§ Problem requirements
In the text on Tibetan Plateau deformation below, which area's continental deformation is said to be well described by the block model?

While the theory of Plate Tectonics describes the Earth's outer layer as broken into many rigid pieces (tectonic plates), those plates themselves are not necessarily rigid; rather, they can undergo deformation.

From GPS measurements, scientists see that in Central Asia, the mountainous country of Tibet, shown in Figure 1, is stretching.

This leads to several questions:

  • Why is this area of the Eurasian Plate stretching?

  • How fast is it stretching?

  • Is the Tibetan Plateau acting like a continuously deforming material, much like a viscous fluid such as honey? If so, the plateau might best be described by what is called a "distributed model." (The distributed model provides a good description of continental deformation in the Basin and Range area of the western United States)

  • Or is this region of the continent moving in a non-uniformly distributed way, where some areas move a lot and others just a little? If so, the plateau might better be described by a "block model." (The block model privides a good description of continental deformation in the Middle East)
Tibet Plateau
Fig. 2 Closer look at the portion of the Tibet Plateau where the "Beng Co" fault lies - The three yellow stars indicate the three sites where we measured slip rate.

One way to distinguish between these two mechanisms of continental deformation is to measure the slip rate along the major faults in the region. If the faults are all slipping at relatively slow rates everywhere (about 1 mm/year) then the distributed model is a good description. But if instead there are some faults that are slipping much faster, then the block model is the better description.

[Collection entries]
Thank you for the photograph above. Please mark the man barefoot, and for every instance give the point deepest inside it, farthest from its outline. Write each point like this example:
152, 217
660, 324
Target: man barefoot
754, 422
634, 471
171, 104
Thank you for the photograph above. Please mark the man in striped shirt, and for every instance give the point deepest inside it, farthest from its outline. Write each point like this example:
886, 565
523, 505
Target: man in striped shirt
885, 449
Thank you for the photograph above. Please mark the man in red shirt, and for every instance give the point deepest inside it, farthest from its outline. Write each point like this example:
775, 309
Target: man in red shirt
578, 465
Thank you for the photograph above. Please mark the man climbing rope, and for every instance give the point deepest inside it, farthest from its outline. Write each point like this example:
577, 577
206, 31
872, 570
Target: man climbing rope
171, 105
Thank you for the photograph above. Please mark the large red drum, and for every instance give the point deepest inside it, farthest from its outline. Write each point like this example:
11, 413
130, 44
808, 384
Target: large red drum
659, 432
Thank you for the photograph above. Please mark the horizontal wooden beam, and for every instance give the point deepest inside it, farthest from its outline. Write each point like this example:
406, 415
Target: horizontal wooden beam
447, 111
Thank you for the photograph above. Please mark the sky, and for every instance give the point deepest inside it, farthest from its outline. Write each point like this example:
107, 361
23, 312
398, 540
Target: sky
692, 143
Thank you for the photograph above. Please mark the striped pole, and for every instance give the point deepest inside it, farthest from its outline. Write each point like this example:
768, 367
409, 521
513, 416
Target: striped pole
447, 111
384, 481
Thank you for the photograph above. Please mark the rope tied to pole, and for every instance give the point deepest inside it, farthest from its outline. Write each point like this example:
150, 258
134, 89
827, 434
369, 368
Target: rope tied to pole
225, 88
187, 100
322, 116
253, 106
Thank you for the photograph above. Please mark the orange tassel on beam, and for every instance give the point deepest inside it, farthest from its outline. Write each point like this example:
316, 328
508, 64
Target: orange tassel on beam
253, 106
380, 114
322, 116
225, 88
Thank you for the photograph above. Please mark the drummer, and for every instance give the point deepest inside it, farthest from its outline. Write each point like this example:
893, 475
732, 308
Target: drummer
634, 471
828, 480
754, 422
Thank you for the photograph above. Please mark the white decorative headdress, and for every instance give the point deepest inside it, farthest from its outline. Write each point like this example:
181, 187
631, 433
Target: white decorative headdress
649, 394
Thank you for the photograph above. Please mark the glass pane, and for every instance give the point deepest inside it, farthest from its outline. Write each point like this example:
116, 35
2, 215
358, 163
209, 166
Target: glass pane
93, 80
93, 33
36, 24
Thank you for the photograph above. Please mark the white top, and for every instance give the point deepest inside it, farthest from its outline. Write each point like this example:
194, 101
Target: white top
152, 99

§ Output below
The Middle East.